TO BE DONE:
Collect every line in the records below that contains the word "brick", and copy each one in full.

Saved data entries

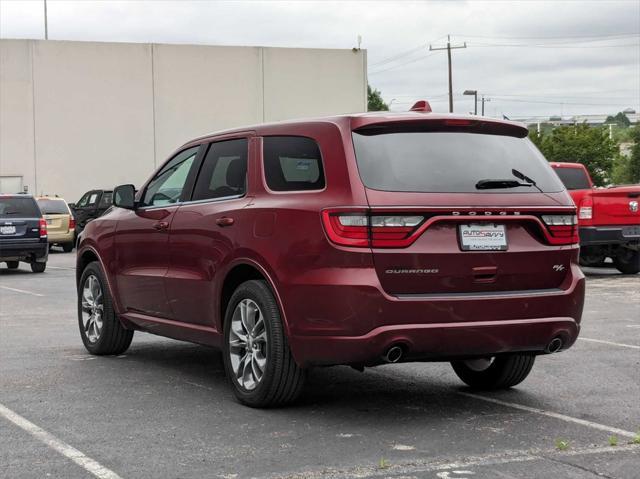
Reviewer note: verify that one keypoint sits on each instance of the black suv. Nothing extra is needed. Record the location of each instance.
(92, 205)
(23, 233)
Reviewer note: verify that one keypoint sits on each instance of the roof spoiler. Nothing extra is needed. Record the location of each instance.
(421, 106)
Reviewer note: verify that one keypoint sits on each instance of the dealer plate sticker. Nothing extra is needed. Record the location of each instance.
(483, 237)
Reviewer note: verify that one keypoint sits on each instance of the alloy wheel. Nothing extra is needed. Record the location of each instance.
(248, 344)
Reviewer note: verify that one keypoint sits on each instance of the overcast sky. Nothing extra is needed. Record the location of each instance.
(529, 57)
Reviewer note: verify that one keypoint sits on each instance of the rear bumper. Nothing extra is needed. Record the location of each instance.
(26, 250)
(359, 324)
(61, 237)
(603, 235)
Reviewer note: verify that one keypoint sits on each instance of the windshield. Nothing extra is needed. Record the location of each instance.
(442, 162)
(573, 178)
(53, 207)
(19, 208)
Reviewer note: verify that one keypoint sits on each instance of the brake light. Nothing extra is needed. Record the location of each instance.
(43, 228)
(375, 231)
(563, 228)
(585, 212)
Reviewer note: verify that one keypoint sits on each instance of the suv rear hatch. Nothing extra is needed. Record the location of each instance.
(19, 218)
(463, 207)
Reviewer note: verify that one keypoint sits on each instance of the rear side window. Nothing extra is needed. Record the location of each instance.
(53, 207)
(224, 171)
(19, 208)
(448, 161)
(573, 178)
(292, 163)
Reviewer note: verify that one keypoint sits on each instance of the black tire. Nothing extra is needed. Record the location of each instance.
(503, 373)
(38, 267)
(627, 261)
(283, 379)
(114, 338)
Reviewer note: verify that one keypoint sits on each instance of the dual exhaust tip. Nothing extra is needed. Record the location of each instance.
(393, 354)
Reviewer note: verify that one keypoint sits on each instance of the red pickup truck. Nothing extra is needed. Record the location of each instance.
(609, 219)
* * *
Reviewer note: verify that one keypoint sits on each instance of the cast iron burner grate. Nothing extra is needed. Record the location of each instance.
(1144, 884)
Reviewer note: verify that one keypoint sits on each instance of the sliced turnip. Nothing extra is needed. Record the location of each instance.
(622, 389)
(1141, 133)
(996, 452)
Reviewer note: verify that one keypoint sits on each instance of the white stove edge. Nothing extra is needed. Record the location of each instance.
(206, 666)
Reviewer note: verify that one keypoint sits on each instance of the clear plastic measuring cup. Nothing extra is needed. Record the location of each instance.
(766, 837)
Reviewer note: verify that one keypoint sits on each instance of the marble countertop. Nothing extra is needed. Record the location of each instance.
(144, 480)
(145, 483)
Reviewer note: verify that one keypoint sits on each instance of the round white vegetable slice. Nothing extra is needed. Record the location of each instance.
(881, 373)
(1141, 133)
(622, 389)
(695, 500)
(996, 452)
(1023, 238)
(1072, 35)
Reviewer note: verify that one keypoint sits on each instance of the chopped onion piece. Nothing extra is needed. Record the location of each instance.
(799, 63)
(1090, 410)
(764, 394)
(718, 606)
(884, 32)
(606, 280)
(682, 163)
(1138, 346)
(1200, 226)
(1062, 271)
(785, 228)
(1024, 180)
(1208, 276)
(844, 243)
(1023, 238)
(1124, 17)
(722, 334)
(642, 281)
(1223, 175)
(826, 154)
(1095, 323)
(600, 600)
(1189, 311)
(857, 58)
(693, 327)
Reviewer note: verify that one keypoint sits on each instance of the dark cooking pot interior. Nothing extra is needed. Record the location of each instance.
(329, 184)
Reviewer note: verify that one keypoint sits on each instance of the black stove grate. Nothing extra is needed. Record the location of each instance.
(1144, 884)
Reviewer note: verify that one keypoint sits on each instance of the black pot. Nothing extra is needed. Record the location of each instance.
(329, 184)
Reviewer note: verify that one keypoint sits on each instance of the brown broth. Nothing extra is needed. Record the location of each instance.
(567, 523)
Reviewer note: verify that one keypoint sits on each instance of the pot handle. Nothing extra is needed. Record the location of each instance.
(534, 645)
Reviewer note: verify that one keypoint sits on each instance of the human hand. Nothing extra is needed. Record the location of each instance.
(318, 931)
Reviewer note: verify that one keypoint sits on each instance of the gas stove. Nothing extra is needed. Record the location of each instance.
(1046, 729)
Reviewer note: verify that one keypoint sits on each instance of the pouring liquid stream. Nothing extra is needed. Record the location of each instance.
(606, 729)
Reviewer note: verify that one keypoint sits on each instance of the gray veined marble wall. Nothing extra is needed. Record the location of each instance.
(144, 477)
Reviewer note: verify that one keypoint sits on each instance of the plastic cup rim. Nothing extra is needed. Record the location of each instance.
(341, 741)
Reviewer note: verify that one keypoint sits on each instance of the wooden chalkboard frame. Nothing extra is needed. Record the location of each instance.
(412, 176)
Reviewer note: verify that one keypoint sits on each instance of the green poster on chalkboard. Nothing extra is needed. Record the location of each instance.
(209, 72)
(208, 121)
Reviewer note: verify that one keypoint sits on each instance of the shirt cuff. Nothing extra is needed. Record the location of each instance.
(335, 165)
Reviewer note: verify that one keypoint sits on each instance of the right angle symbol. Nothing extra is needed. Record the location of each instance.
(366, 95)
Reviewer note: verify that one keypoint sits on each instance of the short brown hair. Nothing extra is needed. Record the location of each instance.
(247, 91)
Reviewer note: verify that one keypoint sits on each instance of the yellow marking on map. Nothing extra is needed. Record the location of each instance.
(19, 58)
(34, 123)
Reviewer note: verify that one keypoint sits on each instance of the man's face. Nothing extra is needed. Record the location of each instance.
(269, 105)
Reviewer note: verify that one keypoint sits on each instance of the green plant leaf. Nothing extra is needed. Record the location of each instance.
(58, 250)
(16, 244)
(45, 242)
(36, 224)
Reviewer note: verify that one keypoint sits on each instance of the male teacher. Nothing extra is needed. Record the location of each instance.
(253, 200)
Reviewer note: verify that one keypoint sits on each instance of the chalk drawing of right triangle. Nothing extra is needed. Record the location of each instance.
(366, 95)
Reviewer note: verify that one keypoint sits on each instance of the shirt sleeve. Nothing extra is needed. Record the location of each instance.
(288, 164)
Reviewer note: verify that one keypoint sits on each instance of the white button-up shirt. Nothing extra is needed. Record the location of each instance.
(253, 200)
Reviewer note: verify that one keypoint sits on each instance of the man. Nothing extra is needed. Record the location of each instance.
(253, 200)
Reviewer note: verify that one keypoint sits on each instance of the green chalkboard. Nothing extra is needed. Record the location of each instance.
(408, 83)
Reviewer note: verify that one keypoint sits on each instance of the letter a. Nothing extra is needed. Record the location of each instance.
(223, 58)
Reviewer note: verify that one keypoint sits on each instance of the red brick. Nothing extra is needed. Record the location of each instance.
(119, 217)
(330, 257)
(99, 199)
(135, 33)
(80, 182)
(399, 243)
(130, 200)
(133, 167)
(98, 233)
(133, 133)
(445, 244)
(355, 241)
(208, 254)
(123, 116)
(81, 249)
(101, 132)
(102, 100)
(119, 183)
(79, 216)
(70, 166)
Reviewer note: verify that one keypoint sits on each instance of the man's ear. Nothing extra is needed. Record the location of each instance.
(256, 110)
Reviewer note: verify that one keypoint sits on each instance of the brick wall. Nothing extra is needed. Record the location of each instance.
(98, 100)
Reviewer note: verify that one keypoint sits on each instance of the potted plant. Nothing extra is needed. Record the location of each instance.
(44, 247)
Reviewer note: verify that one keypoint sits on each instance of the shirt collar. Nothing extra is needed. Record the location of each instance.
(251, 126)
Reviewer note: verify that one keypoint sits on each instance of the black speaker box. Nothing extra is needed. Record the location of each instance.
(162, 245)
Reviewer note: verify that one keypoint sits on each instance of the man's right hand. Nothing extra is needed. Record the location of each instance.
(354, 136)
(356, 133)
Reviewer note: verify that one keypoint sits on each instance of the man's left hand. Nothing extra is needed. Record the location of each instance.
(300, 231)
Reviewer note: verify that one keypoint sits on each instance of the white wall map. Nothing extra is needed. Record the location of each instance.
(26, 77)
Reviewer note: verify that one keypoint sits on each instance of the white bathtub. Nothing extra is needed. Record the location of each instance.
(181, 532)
---
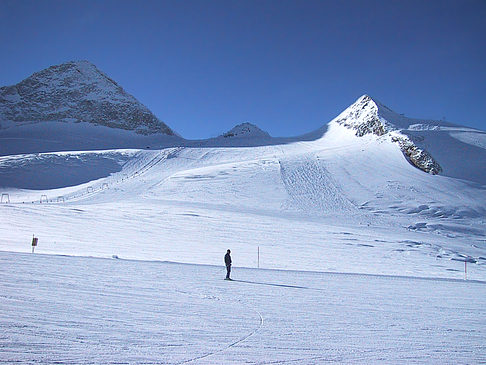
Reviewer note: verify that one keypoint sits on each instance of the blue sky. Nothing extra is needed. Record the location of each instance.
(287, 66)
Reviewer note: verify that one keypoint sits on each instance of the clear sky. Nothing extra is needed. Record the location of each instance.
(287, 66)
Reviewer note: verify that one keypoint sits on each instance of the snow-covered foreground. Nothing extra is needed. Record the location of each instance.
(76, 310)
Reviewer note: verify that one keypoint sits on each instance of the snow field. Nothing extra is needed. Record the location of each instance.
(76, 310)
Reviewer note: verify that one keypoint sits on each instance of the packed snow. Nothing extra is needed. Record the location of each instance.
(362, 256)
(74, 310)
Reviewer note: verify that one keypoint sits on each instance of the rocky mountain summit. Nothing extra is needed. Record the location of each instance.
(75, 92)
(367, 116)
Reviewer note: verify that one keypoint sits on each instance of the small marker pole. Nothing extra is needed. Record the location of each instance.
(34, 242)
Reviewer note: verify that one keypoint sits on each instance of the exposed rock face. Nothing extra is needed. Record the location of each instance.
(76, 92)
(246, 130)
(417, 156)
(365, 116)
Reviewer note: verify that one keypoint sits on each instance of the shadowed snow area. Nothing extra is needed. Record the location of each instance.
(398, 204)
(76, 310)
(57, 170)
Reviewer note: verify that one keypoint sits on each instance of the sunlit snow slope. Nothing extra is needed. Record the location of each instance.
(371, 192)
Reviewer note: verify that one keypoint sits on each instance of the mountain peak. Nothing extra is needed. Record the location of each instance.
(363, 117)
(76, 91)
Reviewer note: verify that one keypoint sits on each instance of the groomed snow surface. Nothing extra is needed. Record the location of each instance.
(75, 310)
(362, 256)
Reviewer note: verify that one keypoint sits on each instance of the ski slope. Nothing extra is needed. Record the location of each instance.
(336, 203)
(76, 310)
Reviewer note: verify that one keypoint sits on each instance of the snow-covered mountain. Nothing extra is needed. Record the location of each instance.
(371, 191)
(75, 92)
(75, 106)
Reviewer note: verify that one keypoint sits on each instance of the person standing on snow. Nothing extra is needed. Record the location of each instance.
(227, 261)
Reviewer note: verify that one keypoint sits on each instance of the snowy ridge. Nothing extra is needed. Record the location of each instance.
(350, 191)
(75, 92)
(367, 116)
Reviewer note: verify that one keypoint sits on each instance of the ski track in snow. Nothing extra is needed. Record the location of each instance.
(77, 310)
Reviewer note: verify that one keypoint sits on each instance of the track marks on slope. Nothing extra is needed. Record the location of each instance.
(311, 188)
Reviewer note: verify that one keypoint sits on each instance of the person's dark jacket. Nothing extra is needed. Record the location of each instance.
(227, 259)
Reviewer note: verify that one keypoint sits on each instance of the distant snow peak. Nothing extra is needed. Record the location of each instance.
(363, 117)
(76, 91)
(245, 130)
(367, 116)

ANSWER FOR THIS EXERCISE:
Reviewer note: verify that one keypoint sits on each instance of the red brick. Nothing extra is needed. Record the location of each instance.
Reviewer note: verify that one keypoint sits on each instance of the brick wall. Nothing extra is needed. Record the location of each instance.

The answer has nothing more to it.